- **Task to carry out**: Transcribe the passage of the DAX locking patch message below that opens with the words containing "Ross's commit[1] missed" and closes with "i_mmap_unlock_write() in do_cow_fault()".

2015-11-16 12:09:49

by Yigal Korman

[permalink] [raw]
Subject: [PATCH] mm, dax: fix DAX deadlocks (COW fault)

DAX handling of COW faults has wrong locking sequence:
dax_fault does i_mmap_lock_read
do_cow_fault does i_mmap_unlock_write

Ross's commit[1] missed a fix[2] that Kirill added to Matthew's
commit[3].

Original COW locking logic was introduced by Matthew here[4].

This should be applied to v4.3 as well.

[1] 0f90cc6609c7 mm, dax: fix DAX deadlocks
[2] 52a2b53ffde6 mm, dax: use i_mmap_unlock_write() in do_cow_fault()

- **Data records**:
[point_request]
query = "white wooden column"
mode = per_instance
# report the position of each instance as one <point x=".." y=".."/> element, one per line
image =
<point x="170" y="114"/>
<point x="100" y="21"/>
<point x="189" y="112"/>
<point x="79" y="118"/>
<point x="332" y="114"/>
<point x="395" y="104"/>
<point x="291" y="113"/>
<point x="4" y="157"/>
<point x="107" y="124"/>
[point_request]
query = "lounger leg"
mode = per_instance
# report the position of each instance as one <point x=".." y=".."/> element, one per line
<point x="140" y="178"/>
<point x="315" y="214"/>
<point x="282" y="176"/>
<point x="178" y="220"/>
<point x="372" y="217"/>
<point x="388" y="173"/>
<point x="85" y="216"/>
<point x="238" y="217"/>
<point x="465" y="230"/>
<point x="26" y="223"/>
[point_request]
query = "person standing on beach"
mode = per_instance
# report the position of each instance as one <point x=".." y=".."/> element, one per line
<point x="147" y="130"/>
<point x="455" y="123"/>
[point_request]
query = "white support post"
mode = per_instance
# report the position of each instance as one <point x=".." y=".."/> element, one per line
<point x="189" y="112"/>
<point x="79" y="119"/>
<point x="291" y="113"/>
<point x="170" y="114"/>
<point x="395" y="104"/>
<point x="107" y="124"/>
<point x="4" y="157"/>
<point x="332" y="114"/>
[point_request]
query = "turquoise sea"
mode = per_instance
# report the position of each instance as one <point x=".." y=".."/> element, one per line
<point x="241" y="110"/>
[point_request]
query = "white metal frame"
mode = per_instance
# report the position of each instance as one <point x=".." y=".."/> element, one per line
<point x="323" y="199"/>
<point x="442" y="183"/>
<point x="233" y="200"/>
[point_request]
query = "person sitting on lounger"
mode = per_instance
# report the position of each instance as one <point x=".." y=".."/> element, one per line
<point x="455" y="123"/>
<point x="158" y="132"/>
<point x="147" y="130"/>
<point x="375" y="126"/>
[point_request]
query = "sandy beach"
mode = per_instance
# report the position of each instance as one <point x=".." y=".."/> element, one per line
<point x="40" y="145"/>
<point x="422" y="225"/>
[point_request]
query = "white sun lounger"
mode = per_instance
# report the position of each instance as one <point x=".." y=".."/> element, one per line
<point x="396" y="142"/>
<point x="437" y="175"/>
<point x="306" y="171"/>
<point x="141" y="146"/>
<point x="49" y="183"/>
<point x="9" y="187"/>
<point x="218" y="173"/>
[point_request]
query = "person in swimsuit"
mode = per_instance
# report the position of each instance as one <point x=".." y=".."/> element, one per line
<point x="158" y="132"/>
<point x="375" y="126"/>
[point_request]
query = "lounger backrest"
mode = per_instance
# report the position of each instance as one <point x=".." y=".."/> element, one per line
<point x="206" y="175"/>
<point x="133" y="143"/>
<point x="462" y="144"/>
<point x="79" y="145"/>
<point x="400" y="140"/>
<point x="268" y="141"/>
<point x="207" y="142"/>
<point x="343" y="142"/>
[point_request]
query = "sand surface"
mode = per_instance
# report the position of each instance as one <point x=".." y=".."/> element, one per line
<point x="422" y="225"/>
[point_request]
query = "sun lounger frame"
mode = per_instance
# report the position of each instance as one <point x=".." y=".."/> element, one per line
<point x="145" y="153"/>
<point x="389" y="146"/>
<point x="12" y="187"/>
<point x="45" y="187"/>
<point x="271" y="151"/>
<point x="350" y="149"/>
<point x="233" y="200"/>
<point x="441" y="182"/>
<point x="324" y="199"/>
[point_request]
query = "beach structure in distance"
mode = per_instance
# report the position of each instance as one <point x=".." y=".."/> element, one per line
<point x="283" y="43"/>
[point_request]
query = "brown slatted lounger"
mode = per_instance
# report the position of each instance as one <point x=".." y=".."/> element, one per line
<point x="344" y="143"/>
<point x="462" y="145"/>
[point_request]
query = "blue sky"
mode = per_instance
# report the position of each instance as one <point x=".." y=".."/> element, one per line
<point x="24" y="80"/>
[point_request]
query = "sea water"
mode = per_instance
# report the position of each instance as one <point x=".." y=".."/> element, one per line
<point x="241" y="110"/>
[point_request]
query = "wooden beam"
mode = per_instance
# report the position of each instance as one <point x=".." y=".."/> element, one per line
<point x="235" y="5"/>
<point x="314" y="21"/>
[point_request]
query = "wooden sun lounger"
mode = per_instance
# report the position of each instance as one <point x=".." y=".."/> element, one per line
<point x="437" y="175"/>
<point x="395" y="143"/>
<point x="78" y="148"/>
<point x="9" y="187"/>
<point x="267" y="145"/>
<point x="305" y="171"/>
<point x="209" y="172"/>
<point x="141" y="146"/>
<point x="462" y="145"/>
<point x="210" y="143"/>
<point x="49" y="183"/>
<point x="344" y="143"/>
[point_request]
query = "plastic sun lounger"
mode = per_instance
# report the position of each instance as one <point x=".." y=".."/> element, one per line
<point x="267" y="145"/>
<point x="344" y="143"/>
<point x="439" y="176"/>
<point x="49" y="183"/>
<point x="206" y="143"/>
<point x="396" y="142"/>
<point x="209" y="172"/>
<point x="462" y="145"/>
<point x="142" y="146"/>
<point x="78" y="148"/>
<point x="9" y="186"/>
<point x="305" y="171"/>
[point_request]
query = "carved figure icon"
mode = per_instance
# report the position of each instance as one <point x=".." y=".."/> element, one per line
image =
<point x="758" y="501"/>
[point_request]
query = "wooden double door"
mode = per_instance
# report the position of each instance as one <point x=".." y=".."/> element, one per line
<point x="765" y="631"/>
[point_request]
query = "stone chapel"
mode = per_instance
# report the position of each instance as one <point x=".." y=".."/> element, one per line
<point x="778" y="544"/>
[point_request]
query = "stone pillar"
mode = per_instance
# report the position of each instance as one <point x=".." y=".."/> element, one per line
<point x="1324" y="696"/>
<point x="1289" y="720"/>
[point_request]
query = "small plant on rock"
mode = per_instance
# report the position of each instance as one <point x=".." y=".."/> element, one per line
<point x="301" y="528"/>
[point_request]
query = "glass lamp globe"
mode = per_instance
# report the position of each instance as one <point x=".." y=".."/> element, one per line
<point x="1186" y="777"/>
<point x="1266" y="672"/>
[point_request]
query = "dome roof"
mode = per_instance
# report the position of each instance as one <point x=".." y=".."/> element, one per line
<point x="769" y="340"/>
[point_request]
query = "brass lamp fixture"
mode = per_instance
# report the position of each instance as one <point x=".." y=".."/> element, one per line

- **Expected answer**:
Ross's commit[1] missed a fix[2] that Kirill added to Matthew's
commit[3].

Original COW locking logic was introduced by Matthew here[4].

This should be applied to v4.3 as well.

[1] 0f90cc6609c7 mm, dax: fix DAX deadlocks
[2] 52a2b53ffde6 mm, dax: use i_mmap_unlock_write() in do_cow_fault()